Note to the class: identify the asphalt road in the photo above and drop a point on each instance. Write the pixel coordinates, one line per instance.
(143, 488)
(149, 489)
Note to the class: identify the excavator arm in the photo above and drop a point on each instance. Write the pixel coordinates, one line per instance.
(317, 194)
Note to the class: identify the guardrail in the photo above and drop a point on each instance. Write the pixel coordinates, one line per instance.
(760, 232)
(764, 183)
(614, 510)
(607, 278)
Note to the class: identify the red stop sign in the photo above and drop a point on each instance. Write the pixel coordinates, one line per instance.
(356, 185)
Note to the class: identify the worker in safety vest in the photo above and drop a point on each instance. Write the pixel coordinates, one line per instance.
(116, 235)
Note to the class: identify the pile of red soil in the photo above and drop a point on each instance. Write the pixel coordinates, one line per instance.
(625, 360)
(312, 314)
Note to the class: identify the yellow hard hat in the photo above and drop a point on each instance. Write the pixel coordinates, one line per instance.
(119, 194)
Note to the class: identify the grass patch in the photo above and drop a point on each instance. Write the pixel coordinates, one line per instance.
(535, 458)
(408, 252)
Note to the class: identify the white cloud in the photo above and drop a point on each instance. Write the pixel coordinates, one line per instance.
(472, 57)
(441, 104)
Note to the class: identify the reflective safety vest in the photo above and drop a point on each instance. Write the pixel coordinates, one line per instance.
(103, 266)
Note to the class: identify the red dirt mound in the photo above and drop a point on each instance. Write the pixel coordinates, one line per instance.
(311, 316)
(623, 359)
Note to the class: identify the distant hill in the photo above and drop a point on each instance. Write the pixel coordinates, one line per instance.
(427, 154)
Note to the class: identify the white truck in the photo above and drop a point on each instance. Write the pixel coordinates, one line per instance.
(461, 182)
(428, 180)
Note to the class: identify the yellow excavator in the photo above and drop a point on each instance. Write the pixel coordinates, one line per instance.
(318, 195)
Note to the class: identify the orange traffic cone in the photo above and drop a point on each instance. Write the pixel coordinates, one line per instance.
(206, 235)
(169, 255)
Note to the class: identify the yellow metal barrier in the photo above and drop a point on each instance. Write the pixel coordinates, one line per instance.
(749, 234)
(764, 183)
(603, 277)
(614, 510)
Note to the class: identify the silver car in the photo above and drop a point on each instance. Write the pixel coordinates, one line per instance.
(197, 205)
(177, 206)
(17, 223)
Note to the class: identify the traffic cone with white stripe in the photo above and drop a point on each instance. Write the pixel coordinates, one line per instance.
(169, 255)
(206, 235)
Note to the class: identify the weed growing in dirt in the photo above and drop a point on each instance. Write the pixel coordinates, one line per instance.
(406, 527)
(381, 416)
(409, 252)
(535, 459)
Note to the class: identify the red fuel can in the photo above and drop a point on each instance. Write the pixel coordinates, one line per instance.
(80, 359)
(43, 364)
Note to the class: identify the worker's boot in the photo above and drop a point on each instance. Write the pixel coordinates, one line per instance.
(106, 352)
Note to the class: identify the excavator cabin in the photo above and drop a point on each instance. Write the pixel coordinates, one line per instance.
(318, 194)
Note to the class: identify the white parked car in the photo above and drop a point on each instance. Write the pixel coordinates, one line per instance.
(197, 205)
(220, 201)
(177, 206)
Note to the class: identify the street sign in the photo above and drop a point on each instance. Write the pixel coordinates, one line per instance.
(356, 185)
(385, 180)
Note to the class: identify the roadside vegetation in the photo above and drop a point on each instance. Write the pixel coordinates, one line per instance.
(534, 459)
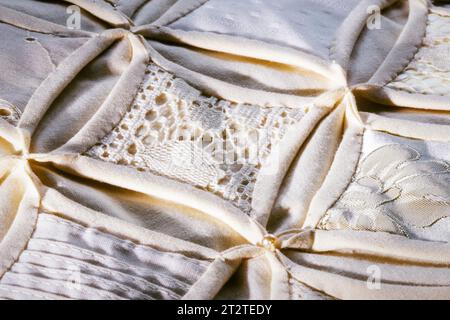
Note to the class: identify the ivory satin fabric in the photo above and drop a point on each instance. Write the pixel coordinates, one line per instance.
(210, 149)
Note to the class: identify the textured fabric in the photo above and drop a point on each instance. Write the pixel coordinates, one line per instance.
(205, 149)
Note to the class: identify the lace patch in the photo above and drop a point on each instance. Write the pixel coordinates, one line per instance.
(429, 72)
(9, 112)
(396, 189)
(173, 130)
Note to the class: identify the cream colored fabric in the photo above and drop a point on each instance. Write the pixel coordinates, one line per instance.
(199, 149)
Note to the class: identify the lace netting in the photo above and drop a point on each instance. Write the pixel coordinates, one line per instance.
(429, 72)
(396, 189)
(173, 130)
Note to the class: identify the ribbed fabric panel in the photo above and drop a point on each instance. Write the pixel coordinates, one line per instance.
(66, 260)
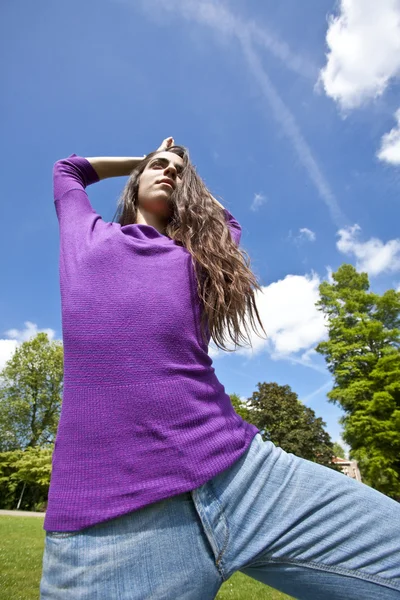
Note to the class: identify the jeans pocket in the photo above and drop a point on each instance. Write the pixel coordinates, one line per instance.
(61, 534)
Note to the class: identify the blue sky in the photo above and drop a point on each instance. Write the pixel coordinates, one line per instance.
(289, 111)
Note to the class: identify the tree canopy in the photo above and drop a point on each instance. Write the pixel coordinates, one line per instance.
(362, 353)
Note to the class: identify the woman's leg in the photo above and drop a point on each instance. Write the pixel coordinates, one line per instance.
(159, 552)
(304, 529)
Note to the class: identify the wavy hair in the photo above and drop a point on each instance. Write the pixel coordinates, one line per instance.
(225, 283)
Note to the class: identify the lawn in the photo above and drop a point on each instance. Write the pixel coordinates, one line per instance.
(21, 553)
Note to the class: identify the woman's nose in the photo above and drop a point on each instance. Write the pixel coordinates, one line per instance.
(171, 171)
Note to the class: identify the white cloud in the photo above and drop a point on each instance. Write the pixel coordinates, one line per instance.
(17, 337)
(373, 256)
(364, 51)
(218, 17)
(291, 320)
(259, 200)
(307, 234)
(304, 235)
(329, 272)
(390, 146)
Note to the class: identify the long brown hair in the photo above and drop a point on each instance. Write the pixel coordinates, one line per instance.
(224, 280)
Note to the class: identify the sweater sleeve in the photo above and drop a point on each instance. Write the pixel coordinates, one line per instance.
(78, 221)
(234, 227)
(74, 172)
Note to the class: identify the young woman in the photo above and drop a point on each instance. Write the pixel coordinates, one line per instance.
(159, 489)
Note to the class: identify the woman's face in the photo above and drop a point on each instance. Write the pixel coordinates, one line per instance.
(158, 181)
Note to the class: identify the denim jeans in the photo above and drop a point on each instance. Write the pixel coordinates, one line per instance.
(301, 528)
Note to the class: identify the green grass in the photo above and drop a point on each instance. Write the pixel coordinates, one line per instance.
(21, 554)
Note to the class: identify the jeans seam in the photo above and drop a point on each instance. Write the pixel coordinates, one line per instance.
(224, 547)
(390, 583)
(217, 554)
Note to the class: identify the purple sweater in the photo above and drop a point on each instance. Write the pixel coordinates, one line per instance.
(143, 415)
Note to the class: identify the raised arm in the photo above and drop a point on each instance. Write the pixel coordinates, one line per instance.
(114, 166)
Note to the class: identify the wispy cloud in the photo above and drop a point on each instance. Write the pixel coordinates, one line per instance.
(214, 14)
(323, 388)
(259, 200)
(390, 146)
(364, 51)
(373, 256)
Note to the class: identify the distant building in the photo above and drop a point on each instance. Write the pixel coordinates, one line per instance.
(348, 467)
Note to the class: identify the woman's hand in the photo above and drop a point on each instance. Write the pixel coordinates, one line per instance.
(167, 143)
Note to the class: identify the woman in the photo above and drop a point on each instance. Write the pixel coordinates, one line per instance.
(159, 489)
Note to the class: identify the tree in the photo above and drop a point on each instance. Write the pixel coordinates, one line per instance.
(288, 423)
(30, 395)
(363, 355)
(338, 450)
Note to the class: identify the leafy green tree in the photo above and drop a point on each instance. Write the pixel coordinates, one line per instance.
(25, 478)
(363, 355)
(288, 423)
(338, 450)
(30, 394)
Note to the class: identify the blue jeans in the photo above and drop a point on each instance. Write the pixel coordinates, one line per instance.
(292, 524)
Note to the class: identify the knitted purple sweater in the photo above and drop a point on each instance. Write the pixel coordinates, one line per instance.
(143, 415)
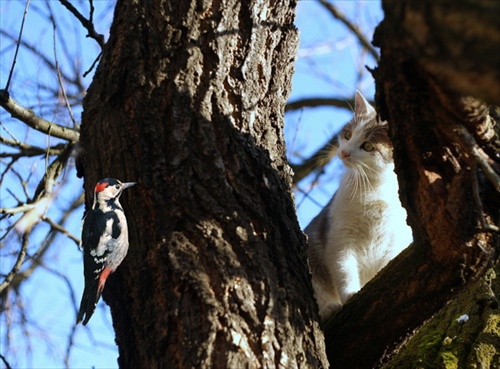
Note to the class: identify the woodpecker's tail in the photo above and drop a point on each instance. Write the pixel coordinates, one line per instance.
(89, 301)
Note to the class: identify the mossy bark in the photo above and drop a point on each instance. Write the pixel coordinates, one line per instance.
(463, 334)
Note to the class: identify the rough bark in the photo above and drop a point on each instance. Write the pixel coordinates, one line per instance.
(188, 101)
(446, 154)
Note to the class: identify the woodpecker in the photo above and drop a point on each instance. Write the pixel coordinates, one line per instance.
(104, 242)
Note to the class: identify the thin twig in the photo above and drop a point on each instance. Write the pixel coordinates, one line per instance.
(17, 265)
(17, 45)
(319, 101)
(354, 29)
(57, 227)
(89, 26)
(7, 365)
(31, 119)
(59, 76)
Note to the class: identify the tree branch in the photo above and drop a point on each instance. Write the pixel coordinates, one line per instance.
(320, 101)
(31, 119)
(89, 26)
(17, 265)
(357, 32)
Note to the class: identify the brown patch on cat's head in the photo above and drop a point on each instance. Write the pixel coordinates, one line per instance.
(377, 133)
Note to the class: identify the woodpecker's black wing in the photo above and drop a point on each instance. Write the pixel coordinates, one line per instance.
(99, 231)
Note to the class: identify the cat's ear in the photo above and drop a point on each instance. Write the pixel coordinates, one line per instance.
(361, 106)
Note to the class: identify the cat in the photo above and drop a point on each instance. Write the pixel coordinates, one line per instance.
(364, 225)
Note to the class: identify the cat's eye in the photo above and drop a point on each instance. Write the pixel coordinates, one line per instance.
(367, 146)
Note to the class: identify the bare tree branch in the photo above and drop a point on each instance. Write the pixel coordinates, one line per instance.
(320, 101)
(17, 265)
(17, 46)
(89, 26)
(31, 119)
(341, 17)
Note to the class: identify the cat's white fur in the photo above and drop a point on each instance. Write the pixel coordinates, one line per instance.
(364, 225)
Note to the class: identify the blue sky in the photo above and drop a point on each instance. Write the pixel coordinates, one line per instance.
(327, 66)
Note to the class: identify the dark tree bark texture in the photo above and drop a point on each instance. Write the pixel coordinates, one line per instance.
(188, 101)
(446, 154)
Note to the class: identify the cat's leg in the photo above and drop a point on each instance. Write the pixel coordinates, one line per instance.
(327, 298)
(346, 277)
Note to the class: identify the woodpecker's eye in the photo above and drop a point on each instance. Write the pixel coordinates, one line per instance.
(367, 146)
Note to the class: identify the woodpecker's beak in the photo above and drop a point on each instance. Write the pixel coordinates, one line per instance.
(128, 184)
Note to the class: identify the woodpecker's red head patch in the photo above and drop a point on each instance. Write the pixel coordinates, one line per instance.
(100, 186)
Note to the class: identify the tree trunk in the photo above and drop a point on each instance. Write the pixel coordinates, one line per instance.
(188, 101)
(447, 159)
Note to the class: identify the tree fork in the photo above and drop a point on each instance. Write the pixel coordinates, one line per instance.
(452, 205)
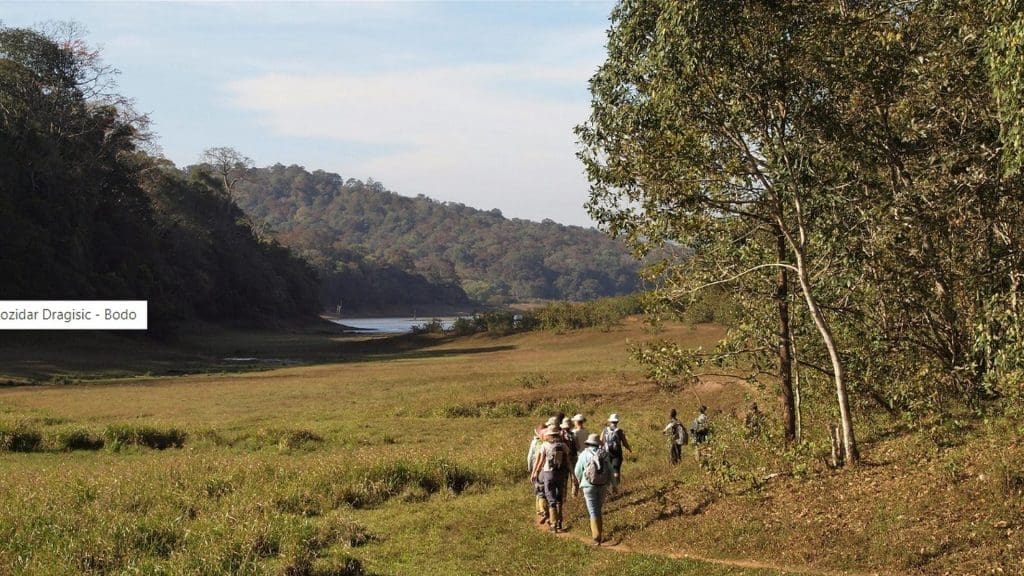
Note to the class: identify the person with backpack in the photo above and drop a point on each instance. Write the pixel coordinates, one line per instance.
(593, 471)
(541, 503)
(613, 440)
(580, 433)
(700, 427)
(551, 469)
(677, 438)
(568, 438)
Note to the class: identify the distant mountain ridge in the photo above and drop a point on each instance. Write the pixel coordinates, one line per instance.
(343, 228)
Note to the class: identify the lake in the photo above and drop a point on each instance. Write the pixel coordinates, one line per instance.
(391, 325)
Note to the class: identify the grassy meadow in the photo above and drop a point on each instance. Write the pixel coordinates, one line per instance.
(403, 464)
(413, 462)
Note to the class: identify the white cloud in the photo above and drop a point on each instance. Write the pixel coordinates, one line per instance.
(483, 135)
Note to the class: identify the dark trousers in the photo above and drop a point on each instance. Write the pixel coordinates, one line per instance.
(554, 487)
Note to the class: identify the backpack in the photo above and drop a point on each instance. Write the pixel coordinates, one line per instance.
(596, 472)
(557, 456)
(682, 438)
(612, 442)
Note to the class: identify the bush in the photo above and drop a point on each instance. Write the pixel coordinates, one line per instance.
(603, 314)
(289, 439)
(464, 326)
(19, 439)
(119, 436)
(78, 439)
(381, 483)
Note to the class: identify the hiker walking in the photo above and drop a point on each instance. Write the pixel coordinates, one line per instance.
(551, 468)
(699, 427)
(754, 420)
(568, 438)
(580, 433)
(541, 502)
(677, 438)
(593, 471)
(613, 440)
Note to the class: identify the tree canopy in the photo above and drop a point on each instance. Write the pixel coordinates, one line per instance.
(849, 153)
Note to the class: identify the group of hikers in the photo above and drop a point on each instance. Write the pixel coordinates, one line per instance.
(562, 450)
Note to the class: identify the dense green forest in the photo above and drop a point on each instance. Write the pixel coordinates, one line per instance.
(87, 213)
(347, 229)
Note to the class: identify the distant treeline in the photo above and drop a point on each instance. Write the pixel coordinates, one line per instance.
(348, 228)
(87, 213)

PROBLEM –
Could you rewrite every line of the material from the line containing "Note to the class: identify the group" through the end, adding -101 to each number in the coordinates?

RIGHT ANSWER –
Note to the class: identify the group of hikers in the photo above and drop a point on each instance. Write the pixel coordinates, one line per instance.
(461, 349)
Note to the class: identify the dense green forest in the photo above and drop a point on each instance. Write the pixel coordinates, one line per instance.
(-14, 112)
(246, 128)
Note to the class: identify the distant treeline in the photo above and drop a point on each instance. Write the pixel coordinates, one line per instance.
(247, 127)
(-14, 112)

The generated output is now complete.